Stored data:
────

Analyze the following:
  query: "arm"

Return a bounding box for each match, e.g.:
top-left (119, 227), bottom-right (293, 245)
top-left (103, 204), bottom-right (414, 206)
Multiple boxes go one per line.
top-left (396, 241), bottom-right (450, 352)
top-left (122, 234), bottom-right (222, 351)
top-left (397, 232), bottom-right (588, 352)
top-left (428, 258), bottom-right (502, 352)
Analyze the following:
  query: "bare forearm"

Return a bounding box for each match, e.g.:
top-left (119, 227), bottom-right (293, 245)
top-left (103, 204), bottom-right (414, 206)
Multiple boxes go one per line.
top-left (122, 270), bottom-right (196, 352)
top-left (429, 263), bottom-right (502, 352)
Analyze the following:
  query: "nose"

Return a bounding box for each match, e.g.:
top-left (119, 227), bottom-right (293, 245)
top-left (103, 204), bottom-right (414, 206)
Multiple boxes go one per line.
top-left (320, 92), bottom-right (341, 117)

────

What is asked – Copy out the records word for word, starting at the very beginning and ending with the line that contains "top-left (429, 263), bottom-right (502, 352)".

Reply –
Analyze the following:
  query: "arm"

Return a bounding box for each match, e.g.:
top-left (119, 227), bottom-right (293, 245)
top-left (103, 204), bottom-right (414, 206)
Multiple boxes go one per line.
top-left (396, 241), bottom-right (450, 352)
top-left (122, 234), bottom-right (222, 351)
top-left (397, 232), bottom-right (588, 352)
top-left (428, 258), bottom-right (502, 352)
Analyze the following:
  query: "bare forearm"

Return a bounding box for each match, e.g.:
top-left (119, 227), bottom-right (293, 245)
top-left (103, 204), bottom-right (414, 206)
Multiple boxes go one per line.
top-left (122, 270), bottom-right (196, 352)
top-left (429, 263), bottom-right (502, 352)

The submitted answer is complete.